Excerpts from segmentation records:
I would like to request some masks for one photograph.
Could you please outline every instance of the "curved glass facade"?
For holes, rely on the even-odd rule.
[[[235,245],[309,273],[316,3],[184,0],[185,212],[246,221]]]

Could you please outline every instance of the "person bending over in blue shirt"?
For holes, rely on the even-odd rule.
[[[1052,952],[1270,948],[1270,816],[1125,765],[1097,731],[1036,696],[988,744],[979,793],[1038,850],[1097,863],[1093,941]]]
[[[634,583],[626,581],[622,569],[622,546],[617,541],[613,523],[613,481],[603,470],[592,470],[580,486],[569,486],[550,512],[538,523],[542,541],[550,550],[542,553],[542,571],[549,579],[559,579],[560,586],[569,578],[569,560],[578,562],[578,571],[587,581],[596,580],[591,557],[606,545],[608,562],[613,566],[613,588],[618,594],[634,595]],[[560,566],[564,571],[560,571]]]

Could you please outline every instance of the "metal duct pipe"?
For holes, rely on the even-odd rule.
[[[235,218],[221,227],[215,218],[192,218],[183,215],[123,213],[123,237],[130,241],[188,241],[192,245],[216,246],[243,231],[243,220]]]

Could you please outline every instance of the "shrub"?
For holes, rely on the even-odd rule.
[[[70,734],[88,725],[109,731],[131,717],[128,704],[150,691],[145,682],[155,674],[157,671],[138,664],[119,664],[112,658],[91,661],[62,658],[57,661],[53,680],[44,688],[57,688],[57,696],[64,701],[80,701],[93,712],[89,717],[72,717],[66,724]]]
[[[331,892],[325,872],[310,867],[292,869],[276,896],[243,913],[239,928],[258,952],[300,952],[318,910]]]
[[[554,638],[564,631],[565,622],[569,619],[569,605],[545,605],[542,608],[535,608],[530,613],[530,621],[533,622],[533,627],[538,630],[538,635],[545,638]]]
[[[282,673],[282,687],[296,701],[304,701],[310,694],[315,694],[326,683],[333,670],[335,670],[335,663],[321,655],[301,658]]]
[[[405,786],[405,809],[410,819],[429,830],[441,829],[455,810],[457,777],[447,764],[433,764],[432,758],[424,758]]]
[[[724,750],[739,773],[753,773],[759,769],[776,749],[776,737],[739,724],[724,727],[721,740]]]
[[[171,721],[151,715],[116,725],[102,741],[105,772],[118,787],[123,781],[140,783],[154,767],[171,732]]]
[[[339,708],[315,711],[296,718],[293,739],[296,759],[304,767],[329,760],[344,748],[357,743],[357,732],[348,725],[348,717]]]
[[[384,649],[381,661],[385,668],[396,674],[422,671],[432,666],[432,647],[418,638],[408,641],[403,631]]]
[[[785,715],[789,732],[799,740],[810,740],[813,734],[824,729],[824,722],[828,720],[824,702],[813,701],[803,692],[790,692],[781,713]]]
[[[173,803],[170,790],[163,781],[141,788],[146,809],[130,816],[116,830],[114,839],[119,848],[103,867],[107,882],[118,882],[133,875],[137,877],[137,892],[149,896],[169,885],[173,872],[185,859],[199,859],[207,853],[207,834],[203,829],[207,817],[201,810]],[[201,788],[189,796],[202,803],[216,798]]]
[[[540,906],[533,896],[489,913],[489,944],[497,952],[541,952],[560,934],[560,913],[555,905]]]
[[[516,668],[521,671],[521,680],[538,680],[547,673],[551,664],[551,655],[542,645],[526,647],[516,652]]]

TASK STATEMENT: Copy out all of the data exactly, leaving nothing out.

REPLY TO THE TASK:
I would like to request some masks for one photograph.
Could you please outline every instance of the "curved glass facade"?
For holes, rely on the even-odd rule.
[[[235,245],[309,273],[316,3],[184,0],[185,212],[246,221]]]

Could you please outline every instance of the "person bending over in blue shirt"?
For holes, rely on the even-odd rule.
[[[1052,952],[1270,948],[1270,816],[1125,765],[1097,731],[1036,696],[988,744],[979,793],[1038,850],[1097,863],[1093,941]]]
[[[634,583],[626,581],[622,569],[622,546],[617,541],[613,523],[613,481],[603,470],[592,470],[580,486],[569,486],[550,512],[538,523],[542,541],[550,550],[542,553],[542,571],[549,579],[559,579],[560,586],[569,578],[569,560],[578,562],[578,571],[587,581],[596,580],[591,557],[606,545],[608,562],[613,566],[613,588],[618,594],[634,595]],[[560,566],[564,571],[560,571]]]

Could you please outline every instance of the "metal duct pipe"?
For holes, rely on the even-odd rule.
[[[235,218],[221,227],[215,218],[192,218],[183,215],[123,213],[123,237],[130,241],[188,241],[192,245],[216,246],[243,231],[243,220]]]

Could you please outline every instance of the "shrub"?
For holes, rely on the even-odd rule.
[[[70,734],[88,725],[109,731],[131,717],[128,704],[150,691],[145,682],[155,674],[157,671],[138,664],[119,664],[112,658],[91,661],[62,658],[57,661],[53,680],[44,688],[57,688],[57,696],[64,701],[80,701],[93,712],[89,717],[72,717],[66,724]]]
[[[331,892],[325,872],[310,867],[292,869],[276,896],[243,913],[239,928],[258,952],[300,952],[318,910]]]
[[[554,638],[564,631],[565,622],[569,619],[569,605],[545,605],[542,608],[535,608],[530,613],[530,621],[533,622],[533,627],[538,630],[538,635],[545,638]]]
[[[282,673],[282,687],[296,701],[304,701],[310,694],[315,694],[326,683],[333,670],[335,670],[335,663],[321,655],[301,658]]]
[[[405,786],[405,809],[410,819],[429,830],[441,829],[455,810],[457,777],[447,764],[433,764],[432,758],[424,758]]]
[[[724,750],[739,773],[753,773],[759,769],[776,749],[776,737],[739,724],[724,727],[721,740]]]
[[[171,721],[151,715],[116,725],[102,741],[105,772],[118,787],[123,781],[140,783],[154,767],[171,732]]]
[[[339,708],[315,711],[296,718],[293,739],[296,759],[304,767],[329,760],[344,748],[357,743],[357,732],[348,725],[348,717]]]
[[[384,649],[381,661],[385,668],[396,674],[422,671],[432,666],[432,647],[418,638],[408,641],[403,631]]]
[[[785,715],[789,732],[799,740],[810,740],[813,734],[824,729],[824,722],[828,720],[824,702],[813,701],[803,692],[790,692],[781,713]]]
[[[173,803],[170,790],[163,781],[141,788],[146,809],[130,816],[116,830],[114,839],[119,848],[103,867],[107,882],[118,882],[133,875],[137,877],[137,892],[149,896],[169,885],[173,872],[185,859],[199,859],[207,853],[207,834],[203,829],[207,817],[201,810]],[[201,788],[189,796],[202,803],[216,798]]]
[[[540,906],[533,896],[489,913],[489,944],[497,952],[541,952],[560,934],[560,913],[555,905]]]
[[[516,668],[521,671],[521,680],[538,680],[547,673],[551,664],[551,655],[542,645],[526,647],[516,652]]]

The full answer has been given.